DENGUEWe can help. We understand why you don’t feel as well as you’d like to.
Dengue (DENG-gey) fever is a mosquito-borne disease that occurs in tropical and subtropical areas of the world. Mild dengue fever causes a high fever, rash, and muscle and joint pain. A severe form of dengue fever, also called dengue hemorrhagic fever, can cause severe bleeding, a sudden drop in blood pressure (shock) and death.
Millions of cases of dengue infection occur worldwide each year. Dengue fever is most common in Southeast Asia and the western Pacific islands, but the disease has been increasing rapidly in Latin America and the Caribbean.
Researchers are working on dengue fever vaccines. For now the best prevention is to reduce mosquito habitat in areas where dengue fever is common.
Many people, especially children and teens, may experience no signs or symptoms during a mild case of dengue fever. When symptoms do occur, they usually begin four to seven days after you are bitten by an infected mosquito.

Task item A:
Answer these questions from the dengue fever text:
(i) What is the severe form of dengue fever also called?
(ii) Where is dengue fever most common?
(iii) How long after the bite of an infected mosquito do symptoms usually begin?
Task item B: Write out the part of the dengue fever text between "Millions of cases" and "and the Caribbean.", inclusive.
The records have nothing to do with the text above.

Raw data:
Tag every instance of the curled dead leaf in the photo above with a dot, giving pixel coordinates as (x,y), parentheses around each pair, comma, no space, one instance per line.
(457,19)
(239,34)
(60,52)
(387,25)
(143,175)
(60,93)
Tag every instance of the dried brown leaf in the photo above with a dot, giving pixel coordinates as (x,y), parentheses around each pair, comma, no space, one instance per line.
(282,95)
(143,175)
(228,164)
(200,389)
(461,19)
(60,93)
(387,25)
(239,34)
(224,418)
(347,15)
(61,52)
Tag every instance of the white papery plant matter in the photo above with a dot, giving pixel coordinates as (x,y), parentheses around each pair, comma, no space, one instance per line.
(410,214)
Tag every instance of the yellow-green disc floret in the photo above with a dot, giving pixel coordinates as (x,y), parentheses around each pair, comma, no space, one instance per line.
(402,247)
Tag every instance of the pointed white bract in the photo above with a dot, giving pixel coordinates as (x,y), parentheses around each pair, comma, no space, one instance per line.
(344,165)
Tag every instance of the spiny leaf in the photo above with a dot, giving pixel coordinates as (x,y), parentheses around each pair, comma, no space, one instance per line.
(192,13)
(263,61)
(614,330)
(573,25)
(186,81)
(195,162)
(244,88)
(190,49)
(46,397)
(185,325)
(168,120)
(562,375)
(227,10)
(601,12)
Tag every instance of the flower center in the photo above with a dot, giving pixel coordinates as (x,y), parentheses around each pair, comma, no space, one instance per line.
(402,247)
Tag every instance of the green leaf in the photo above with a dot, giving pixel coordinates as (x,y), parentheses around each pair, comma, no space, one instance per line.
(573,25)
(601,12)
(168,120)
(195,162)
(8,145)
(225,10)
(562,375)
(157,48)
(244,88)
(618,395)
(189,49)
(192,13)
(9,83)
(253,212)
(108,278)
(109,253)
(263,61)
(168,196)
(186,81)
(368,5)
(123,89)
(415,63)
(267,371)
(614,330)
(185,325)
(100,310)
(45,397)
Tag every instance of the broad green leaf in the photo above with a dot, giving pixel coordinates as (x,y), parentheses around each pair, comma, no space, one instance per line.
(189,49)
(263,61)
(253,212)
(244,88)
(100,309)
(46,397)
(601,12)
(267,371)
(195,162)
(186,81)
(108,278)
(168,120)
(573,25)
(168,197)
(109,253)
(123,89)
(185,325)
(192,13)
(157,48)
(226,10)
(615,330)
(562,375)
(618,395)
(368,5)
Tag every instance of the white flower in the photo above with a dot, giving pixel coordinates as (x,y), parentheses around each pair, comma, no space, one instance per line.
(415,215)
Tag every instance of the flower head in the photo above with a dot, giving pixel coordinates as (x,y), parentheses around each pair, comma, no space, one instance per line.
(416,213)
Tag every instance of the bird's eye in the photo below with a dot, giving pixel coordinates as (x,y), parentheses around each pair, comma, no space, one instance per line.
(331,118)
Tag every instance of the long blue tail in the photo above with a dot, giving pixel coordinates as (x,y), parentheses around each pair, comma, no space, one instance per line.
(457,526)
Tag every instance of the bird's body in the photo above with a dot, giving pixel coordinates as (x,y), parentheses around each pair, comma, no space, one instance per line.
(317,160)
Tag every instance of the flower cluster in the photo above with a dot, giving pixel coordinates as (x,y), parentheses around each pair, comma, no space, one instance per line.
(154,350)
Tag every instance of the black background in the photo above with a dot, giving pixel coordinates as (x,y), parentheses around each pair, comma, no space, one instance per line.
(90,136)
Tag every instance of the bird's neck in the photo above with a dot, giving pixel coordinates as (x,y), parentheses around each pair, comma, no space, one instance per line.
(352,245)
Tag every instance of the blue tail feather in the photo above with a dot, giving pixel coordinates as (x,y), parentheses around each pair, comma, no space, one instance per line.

Exercise result A:
(i) Dengue hemorrhagic fever
(ii) Southeast Asia and the western Pacific islands
(iii) Four to seven days

Exercise result B:
Millions of cases of dengue infection occur worldwide each year. Dengue fever is most common in Southeast Asia and the western Pacific islands, but the disease has been increasing rapidly in Latin America and the Caribbean.